Items stored from a collection:

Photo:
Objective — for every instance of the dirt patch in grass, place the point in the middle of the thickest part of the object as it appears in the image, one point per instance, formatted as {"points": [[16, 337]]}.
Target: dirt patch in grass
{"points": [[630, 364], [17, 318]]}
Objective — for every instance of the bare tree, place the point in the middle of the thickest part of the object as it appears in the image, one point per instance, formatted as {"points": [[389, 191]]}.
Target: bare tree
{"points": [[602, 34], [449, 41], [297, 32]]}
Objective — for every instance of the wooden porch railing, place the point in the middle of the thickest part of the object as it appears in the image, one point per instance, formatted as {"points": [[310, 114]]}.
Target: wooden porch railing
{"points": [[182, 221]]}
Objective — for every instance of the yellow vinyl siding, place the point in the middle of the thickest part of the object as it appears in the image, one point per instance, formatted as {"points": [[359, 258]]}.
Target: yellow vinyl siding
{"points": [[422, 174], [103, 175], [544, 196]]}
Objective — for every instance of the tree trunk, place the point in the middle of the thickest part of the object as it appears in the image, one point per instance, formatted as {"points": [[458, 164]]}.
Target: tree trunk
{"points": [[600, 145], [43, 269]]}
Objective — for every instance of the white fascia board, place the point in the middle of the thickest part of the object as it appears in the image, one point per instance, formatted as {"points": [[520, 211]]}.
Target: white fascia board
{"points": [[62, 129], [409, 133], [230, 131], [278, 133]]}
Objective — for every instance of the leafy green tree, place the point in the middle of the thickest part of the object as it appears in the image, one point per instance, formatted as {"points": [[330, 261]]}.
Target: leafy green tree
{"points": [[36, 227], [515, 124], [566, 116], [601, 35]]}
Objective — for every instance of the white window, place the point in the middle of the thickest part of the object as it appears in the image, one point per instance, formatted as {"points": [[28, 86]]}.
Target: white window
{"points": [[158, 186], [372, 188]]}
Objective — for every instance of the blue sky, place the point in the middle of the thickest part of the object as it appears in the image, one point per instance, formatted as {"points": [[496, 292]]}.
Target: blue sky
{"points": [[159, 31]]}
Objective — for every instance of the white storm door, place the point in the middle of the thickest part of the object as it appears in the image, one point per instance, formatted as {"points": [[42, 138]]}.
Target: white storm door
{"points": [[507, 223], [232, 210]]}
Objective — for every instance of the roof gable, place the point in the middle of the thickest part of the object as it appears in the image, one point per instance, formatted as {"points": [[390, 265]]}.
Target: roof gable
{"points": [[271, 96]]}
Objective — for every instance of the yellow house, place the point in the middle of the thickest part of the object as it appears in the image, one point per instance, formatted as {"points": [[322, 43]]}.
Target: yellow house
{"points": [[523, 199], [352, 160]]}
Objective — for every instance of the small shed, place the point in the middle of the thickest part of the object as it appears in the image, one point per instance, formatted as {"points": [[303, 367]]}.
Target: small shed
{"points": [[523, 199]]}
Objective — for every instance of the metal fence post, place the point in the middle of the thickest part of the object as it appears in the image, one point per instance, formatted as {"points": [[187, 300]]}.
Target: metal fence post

Aim of the exercise: Please retype all of the material above, word for word.

Task solution:
Photo:
Objective — for every instance of the dirt patch in grass, place the point in the middle of the thickest part of the object as it appears in the image, one point per instance, formatted as {"points": [[16, 337]]}.
Target: dirt patch in grass
{"points": [[630, 364], [17, 318]]}
Objective — for every instance of the bare tree, place the point in the middle of the thickest part of the object as it appears in the image, one point per instance, formatted as {"points": [[389, 191]]}.
Target: bare tree
{"points": [[602, 34], [449, 41], [297, 32]]}
Objective — for every instance of the wooden porch railing, place the point in the middle of the thickest part of the object as it appears in the image, one point per instance, formatted as {"points": [[310, 114]]}.
Target: wooden porch railing
{"points": [[182, 221]]}
Objective — for every instance of the yellow vinyl siding, place the point in the middle of the thickest part of the object as it appears in the image, one point per instance, formatted as {"points": [[359, 258]]}.
Target: yellow vinyl siding
{"points": [[422, 174], [103, 175], [544, 196]]}
Objective — for every instance of the tree trunk, place the point in the middle of the thickest part of the object as it appears in the image, one point per instance, formatted as {"points": [[458, 164]]}.
Target: tree trunk
{"points": [[600, 145], [43, 269]]}
Objective — for every instance of the white fascia board, place the point in the middle of the thickest part of the object as it appears in the image, one point per instance, formatted as {"points": [[520, 211]]}.
Target: white fascia board
{"points": [[62, 129], [409, 133], [230, 131], [278, 133]]}
Objective — for every instance of the leafy green tree, place the point in the middle of the thickest part of the object as it appears in the image, one point per instance, formatted as {"points": [[330, 261]]}.
Target: leafy green tree
{"points": [[36, 227], [515, 124], [566, 116], [601, 35]]}
Objective — for every instance of the white window, place the point in the middle of the thickest part of the object as it appears in the image, one point per instance, formatted as {"points": [[28, 86]]}.
Target: white window
{"points": [[158, 186], [372, 188]]}
Objective — for every instance of the blue sky, place the point in the middle of the thickest part of the object as it appears in the image, one point per instance, formatted as {"points": [[496, 292]]}.
Target: blue sky
{"points": [[159, 31]]}
Objective — for every instance of the white storm door, place the point in the middle of the thickest part of the object as it appears in the image, one point per instance, formatted as {"points": [[42, 138]]}.
Target: white storm door
{"points": [[507, 223], [232, 210]]}
Objective — for every instance of the roof gable, place the point in the middle of the thickest part of the object as it appears in the image, one point per instance, formatted as {"points": [[390, 265]]}.
Target: roof gable
{"points": [[271, 96]]}
Objective — for every instance of the yellow house, place the point in the middle of the thickest part of the object as it appears in the image, one point per instance, formatted as {"points": [[322, 43]]}.
Target: yellow house
{"points": [[523, 199], [352, 160]]}
Objective — for every instance of the small shed, place the point in the middle of the thickest part of the object as it appears in the image, one point per instance, formatted as {"points": [[303, 367]]}.
Target: small shed
{"points": [[523, 199]]}
Objective — for every instance of the metal fence post, place the point in the middle of the thickest part of the object as it appears in the image, one point per instance, formatted as {"points": [[187, 300]]}.
Target: metal fence post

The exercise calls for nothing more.